EXERCISE DESCRIPTION: Replace "Reviewer check" with "Annotator check" throughout the entries below and write them out again with everything else unchanged. Leave the pictures out.

(Entries from a dataset)
——

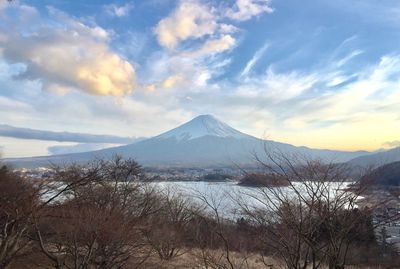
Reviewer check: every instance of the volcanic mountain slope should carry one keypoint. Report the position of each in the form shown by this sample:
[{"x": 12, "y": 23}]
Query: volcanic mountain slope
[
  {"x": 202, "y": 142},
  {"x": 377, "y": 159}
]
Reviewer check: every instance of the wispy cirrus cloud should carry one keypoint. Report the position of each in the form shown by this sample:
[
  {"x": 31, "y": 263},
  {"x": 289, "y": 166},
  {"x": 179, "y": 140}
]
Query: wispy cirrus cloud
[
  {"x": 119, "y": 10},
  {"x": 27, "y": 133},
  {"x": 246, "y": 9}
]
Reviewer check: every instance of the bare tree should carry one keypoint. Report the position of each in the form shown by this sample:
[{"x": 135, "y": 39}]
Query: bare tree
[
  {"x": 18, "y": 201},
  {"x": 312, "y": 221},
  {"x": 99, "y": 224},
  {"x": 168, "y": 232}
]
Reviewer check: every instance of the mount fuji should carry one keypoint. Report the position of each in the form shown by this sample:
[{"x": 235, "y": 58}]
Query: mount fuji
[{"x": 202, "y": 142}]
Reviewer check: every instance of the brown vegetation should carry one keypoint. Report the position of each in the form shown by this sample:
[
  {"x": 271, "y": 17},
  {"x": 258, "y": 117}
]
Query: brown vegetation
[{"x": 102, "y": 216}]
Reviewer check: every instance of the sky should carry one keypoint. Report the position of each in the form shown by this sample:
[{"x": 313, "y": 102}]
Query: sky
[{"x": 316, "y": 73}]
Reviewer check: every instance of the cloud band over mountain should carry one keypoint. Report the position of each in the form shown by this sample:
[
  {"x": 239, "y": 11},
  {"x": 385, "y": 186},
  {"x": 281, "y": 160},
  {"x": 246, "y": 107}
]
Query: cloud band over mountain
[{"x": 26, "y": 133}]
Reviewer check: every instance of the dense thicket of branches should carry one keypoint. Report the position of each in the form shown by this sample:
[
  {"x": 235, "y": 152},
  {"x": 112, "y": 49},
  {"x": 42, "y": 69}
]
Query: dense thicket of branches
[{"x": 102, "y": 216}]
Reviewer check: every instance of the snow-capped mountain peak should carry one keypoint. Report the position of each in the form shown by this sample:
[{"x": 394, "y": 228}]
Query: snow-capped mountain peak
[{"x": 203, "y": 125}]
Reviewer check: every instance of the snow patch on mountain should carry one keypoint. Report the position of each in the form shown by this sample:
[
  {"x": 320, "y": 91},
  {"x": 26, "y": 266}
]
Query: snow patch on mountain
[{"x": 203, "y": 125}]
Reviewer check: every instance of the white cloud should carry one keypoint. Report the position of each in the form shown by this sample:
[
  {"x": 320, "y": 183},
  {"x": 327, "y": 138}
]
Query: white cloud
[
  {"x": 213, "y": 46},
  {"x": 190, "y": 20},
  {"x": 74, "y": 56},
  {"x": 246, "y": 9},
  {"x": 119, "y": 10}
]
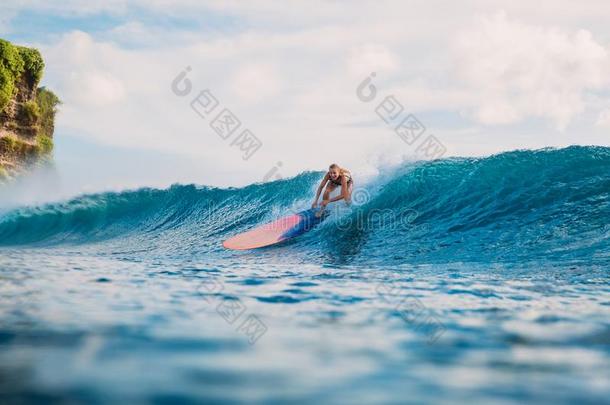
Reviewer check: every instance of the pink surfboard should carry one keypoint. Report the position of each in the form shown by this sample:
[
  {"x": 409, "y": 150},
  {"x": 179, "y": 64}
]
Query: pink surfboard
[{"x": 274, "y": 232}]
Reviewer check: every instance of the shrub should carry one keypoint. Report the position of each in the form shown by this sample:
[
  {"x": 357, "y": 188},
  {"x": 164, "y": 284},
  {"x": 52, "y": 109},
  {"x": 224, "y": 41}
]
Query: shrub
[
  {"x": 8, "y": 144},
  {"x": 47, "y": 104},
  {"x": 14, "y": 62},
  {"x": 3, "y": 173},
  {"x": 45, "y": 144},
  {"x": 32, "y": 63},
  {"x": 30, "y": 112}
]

——

COMPLETE OUTPUT:
Annotator check: every instance of the volcanic mountain slope should carry one keypoint. Report the position of each in the form shown by this sample:
[{"x": 12, "y": 23}]
Query: volcanic mountain slope
[
  {"x": 202, "y": 142},
  {"x": 377, "y": 159}
]
Annotator check: every instance of the wispy cirrus cloud should carry one keypoint. Report the position of each in the form shown by this sample:
[
  {"x": 31, "y": 263},
  {"x": 289, "y": 166},
  {"x": 179, "y": 140}
]
Query: wispy cirrus cloud
[
  {"x": 119, "y": 10},
  {"x": 27, "y": 133},
  {"x": 246, "y": 9}
]
Annotator check: every instance of the bare tree should carry one keypoint. Report the position of each in the form shown by this sample:
[{"x": 135, "y": 39}]
Query: bare tree
[
  {"x": 18, "y": 201},
  {"x": 312, "y": 221},
  {"x": 99, "y": 224},
  {"x": 168, "y": 232}
]
Annotator check: every instance of the mount fuji should carry one keypoint. Report the position of each in the form shown by this sample:
[{"x": 235, "y": 58}]
Query: mount fuji
[{"x": 202, "y": 142}]
Annotator check: every instance of the brown vegetation should carry one keypoint. Report the position of each in the form shown by this sample:
[
  {"x": 271, "y": 17},
  {"x": 258, "y": 117}
]
Query: brown vegetation
[{"x": 102, "y": 216}]
Annotator check: every instance of the sky should carry one keypoint. Report the position of each in the form shown by this sample:
[{"x": 313, "y": 102}]
Query: sky
[{"x": 316, "y": 73}]
Annotator check: every instance of the cloud band over mountain should carry one keypoint. Report the position of each in the form shown by this sample:
[
  {"x": 239, "y": 11},
  {"x": 385, "y": 186},
  {"x": 281, "y": 160},
  {"x": 246, "y": 107}
]
Query: cloud band over mountain
[{"x": 26, "y": 133}]
Annotator check: every instance of the dense thicket of branches should carry one keypoint. Report the position of each in the form shown by this sample:
[
  {"x": 235, "y": 152},
  {"x": 112, "y": 49},
  {"x": 42, "y": 69}
]
Query: dense thicket of branches
[{"x": 102, "y": 216}]
Annotator check: every instance of the snow-capped mountain peak should carry one keypoint. Report the position of each in the form shown by this sample:
[{"x": 394, "y": 228}]
Query: snow-capped mountain peak
[{"x": 203, "y": 125}]
Annotator check: every instance of the snow patch on mountain should carry one keypoint. Report the position of each in the form shown by this sample:
[
  {"x": 320, "y": 91},
  {"x": 26, "y": 266}
]
Query: snow patch on mountain
[{"x": 203, "y": 125}]
Annotator check: every instance of the white cloud should carry one keypoint. Report the position of each in the form shown by this sample:
[
  {"x": 320, "y": 183},
  {"x": 327, "y": 138}
]
Query: white cloud
[
  {"x": 213, "y": 46},
  {"x": 190, "y": 20},
  {"x": 74, "y": 56},
  {"x": 246, "y": 9},
  {"x": 119, "y": 10}
]
Annotator check: every instance of the pink surfboard should carry one keypoint. Report the position of each in the form shown by this sample:
[
  {"x": 409, "y": 150},
  {"x": 179, "y": 64}
]
Query: pink surfboard
[{"x": 274, "y": 232}]
Annotator check: every instance of the shrub should carry one keypoint. Report the position of each in the form shown by this sample:
[
  {"x": 357, "y": 188},
  {"x": 164, "y": 284},
  {"x": 52, "y": 109},
  {"x": 224, "y": 41}
]
Query: shrub
[
  {"x": 8, "y": 144},
  {"x": 47, "y": 104},
  {"x": 14, "y": 62},
  {"x": 3, "y": 173},
  {"x": 45, "y": 144},
  {"x": 32, "y": 63},
  {"x": 30, "y": 112}
]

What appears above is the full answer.